It was a week to remember for Loui Eriksson, one that included his first NHL hat trick and being named the League's First Star for Dec. 15-21.

Eriksson had both goals in Dallas' 2-1 overtime win against Phoenix on Dec. 16, and then scored the Stars' first three goals in a 6-5 shootout win against Columbus two nights later. He was the first Dallas Star to score five consecutive goals for his team; the only other player in franchise history to do so was Danny Grant, with the Minnesota North Stars, in November 1973.

Eriksson added a goal in Saturday's 5-4 overtime loss at Ottawa to give him six for the week, enough to earn top honors from the NHL. The three-goal performance was especially sweet for Eriksson, whose 18 goals are four more than he scored all last season.

"It was awesome, a great feeling," Eriksson said. "It was a good way to win, too, picking up the win late."

One person who's not surprised at Eriksson's production is Stars coach Dave Tippett.

"Loui had some timely goals at opportune times that gave us life," Tippett said. "We had Loui penciled in for 20-plus goals, so we knew he had the potential. He's doing a heck of a job. He's a smart player with relentless work ethic, and he's a guy you can count on to do the job, no matter what."

Eriksson's big week got a boost from his center, Brad Richards, who assisted on five of the six goals.

"He's really played well this year," Richards said of Eriksson. "I love playing with him. He's smart, and it's fun to play with a young guy who's enthusiastic."


Turris settles in
-- The Phoenix Coyotes had high expectations for rookie center Kyle Turris, the No. 3 pick of the 2007 Entry Draft. He's starting to turn those expectations into production as he becomes more comfortable in his new surroundings.

Turris turned pro late last season after spending one season at the University of Wisconsin. He made the Coyotes' roster out of training camp this season, but showed little confidence in the first few weeks, struggling so badly that he was scratched for a few games.

But the confidence is starting to come, and so is the offense the team so desperately needs.

Turris had the first two-goal game of his NHL career Dec. 18, when he scored both Phoenix goals in a 2-1 victory against Nashville.

"At the beginning of the year I was scared to screw up because I was on the fourth line and I wasn't playing much and I didn't want to hurt the team," Turris said. "But I've kind of changed the way I look at things. I’ve changed it so that I know I am going to screw up from time to time and that's OK, I've just got to limit those and learn from them. Now if I screw up, I go back to the bench ... and when I come back out for my next shift I'm not even thinking about it."

Part of Turris' improvement can be traced to the arrival of forward Joakim Lindstrom in a trade with Anaheim this month.

"Lindstrom and him seem to feed off each other," coach Wayne Gretzky said after Turris' big night. "They play a similar style, move the puck to the open man, go to open areas to get pucks back. It's a nice combination right now and they're doing a nice job for us."

Turris is getting more comfortable off the ice, as well. The New Westminster, B.C., native now owns his own place in the Phoenix area.

* **Written request 1**:
From the hockey article, reproduce word for word the part that opens with the words containing "One person who's" and closes with "his new surroundings.".
* **Written request 2**:
Locate every line in the entries that contains the string "front", matching case exactly, and copy each of those lines.

* **Input records**:
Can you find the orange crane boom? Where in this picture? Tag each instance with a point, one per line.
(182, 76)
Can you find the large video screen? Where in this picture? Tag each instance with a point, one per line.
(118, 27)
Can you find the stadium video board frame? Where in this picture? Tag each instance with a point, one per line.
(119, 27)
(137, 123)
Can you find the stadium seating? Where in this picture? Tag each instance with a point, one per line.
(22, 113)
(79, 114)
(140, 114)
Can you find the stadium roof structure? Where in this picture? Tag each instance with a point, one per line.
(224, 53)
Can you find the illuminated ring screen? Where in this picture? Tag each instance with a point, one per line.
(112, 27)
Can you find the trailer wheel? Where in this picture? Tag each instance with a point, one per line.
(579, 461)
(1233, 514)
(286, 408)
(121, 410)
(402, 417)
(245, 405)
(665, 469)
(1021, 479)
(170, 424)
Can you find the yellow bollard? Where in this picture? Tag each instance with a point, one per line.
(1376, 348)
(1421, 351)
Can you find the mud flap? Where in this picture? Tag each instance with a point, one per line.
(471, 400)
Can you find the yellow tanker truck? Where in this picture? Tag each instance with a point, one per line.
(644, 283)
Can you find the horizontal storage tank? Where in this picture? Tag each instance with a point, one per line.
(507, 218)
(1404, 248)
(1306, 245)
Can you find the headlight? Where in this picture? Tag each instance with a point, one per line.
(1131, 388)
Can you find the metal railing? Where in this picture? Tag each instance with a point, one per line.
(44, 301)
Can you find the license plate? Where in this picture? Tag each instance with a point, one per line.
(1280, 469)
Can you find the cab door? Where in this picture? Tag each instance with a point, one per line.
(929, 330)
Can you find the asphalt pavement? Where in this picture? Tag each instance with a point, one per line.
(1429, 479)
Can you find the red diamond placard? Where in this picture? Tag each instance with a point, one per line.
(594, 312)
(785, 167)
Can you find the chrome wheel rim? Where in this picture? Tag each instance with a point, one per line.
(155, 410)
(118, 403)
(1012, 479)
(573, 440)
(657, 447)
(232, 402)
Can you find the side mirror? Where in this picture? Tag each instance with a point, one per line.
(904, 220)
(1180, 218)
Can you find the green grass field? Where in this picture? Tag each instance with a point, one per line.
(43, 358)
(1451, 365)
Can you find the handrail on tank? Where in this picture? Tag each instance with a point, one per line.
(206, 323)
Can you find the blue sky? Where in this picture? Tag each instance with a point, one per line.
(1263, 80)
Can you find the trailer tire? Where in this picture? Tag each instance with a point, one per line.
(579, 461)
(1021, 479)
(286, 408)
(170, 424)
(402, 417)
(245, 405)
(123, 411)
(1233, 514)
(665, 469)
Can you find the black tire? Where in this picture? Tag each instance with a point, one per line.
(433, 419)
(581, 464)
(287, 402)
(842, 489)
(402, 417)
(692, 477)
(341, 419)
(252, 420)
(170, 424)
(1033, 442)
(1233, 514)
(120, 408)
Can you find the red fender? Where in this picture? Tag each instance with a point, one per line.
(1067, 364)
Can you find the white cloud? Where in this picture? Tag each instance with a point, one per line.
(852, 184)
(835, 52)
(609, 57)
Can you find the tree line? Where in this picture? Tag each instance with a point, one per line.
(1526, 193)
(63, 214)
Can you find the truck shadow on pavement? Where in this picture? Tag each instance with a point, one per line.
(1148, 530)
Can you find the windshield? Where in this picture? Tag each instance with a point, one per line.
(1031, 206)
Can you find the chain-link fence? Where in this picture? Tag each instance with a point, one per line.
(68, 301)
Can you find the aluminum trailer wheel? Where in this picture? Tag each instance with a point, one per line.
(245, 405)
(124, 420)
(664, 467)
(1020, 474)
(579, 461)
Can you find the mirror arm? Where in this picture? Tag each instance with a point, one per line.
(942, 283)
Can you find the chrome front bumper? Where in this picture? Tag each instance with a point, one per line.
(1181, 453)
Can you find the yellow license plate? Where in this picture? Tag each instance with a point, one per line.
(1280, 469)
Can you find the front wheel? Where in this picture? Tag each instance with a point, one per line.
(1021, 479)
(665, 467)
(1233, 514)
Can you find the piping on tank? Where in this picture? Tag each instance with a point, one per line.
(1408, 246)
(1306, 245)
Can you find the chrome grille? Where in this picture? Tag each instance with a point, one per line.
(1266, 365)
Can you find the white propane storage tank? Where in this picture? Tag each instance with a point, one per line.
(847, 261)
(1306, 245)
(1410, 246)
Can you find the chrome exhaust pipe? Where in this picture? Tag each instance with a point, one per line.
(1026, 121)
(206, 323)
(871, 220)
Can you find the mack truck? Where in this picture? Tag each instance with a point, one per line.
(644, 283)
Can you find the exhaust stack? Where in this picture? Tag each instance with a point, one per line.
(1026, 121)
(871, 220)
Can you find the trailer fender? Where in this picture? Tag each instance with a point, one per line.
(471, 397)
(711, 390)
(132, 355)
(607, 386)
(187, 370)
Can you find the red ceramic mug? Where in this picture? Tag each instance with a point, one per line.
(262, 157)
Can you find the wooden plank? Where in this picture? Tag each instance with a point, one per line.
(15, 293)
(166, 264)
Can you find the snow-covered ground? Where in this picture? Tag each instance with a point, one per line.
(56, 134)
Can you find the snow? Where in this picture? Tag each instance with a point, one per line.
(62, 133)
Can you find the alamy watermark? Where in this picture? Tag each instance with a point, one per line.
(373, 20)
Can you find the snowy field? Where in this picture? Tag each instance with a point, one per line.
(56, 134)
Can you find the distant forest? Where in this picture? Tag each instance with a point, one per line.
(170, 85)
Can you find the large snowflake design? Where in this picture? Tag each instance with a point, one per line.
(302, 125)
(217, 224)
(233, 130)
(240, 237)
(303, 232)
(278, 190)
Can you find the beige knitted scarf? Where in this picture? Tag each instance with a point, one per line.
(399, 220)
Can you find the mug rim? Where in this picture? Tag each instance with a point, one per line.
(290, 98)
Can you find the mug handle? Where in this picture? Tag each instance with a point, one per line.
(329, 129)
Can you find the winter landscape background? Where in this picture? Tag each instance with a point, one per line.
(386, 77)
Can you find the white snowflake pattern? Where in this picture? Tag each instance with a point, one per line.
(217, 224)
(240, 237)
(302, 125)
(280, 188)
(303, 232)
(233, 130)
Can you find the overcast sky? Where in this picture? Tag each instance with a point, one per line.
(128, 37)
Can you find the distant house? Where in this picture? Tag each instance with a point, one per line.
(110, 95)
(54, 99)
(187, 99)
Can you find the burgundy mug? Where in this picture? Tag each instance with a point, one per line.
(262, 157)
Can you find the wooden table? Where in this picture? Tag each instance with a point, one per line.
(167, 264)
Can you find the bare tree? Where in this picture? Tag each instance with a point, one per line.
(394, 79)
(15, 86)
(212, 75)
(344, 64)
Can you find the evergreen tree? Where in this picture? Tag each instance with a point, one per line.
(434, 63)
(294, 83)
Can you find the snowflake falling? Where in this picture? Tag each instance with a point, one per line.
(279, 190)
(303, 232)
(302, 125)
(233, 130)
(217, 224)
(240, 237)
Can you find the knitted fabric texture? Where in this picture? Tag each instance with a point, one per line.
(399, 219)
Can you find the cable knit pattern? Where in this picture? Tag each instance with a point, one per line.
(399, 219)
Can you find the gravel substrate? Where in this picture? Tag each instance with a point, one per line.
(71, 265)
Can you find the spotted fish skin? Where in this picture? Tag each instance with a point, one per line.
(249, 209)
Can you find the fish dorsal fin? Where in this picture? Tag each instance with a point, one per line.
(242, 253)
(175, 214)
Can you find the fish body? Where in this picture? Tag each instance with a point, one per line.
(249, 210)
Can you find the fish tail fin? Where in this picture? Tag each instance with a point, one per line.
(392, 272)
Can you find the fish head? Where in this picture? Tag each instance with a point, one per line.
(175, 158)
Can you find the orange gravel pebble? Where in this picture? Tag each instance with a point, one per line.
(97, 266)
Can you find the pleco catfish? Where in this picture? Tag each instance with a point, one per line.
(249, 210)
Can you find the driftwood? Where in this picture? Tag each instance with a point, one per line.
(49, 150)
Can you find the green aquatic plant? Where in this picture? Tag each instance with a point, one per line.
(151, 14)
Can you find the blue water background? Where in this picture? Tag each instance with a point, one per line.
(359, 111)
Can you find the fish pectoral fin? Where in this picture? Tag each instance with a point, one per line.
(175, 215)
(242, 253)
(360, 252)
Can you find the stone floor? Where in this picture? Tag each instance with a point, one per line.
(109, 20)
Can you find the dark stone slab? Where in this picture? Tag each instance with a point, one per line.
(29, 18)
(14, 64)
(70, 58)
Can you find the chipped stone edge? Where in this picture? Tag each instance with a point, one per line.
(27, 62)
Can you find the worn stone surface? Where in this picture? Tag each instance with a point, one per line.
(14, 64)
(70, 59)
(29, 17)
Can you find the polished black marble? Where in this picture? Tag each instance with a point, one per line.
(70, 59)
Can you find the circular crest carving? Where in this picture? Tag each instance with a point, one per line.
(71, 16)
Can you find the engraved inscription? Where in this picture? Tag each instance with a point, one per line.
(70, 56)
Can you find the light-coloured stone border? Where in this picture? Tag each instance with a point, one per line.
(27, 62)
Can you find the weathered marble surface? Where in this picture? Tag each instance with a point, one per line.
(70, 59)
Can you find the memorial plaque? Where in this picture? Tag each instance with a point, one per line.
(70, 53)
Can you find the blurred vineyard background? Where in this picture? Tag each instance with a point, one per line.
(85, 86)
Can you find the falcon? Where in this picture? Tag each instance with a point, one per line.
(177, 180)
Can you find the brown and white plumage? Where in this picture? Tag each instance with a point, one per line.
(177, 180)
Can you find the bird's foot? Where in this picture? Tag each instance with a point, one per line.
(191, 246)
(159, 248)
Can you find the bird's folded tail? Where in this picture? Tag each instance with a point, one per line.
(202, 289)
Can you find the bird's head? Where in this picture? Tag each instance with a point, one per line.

* **Answer 1**:
One person who's not surprised at Eriksson's production is Stars coach Dave Tippett.

"Loui had some timely goals at opportune times that gave us life," Tippett said. "We had Loui penciled in for 20-plus goals, so we knew he had the potential. He's doing a heck of a job. He's a smart player with relentless work ethic, and he's a guy you can count on to do the job, no matter what."

Eriksson's big week got a boost from his center, Brad Richards, who assisted on five of the six goals.

"He's really played well this year," Richards said of Eriksson. "I love playing with him. He's smart, and it's fun to play with a young guy who's enthusiastic."


Turris settles in
-- The Phoenix Coyotes had high expectations for rookie center Kyle Turris, the No. 3 pick of the 2007 Entry Draft. He's starting to turn those expectations into production as he becomes more comfortable in his new surroundings.

* **Answer 2**:
Can you find the chrome front bumper? Where in this picture? Tag each instance with a point, one per line.
Can you find the front wheel? Where in this picture? Tag each instance with a point, one per line.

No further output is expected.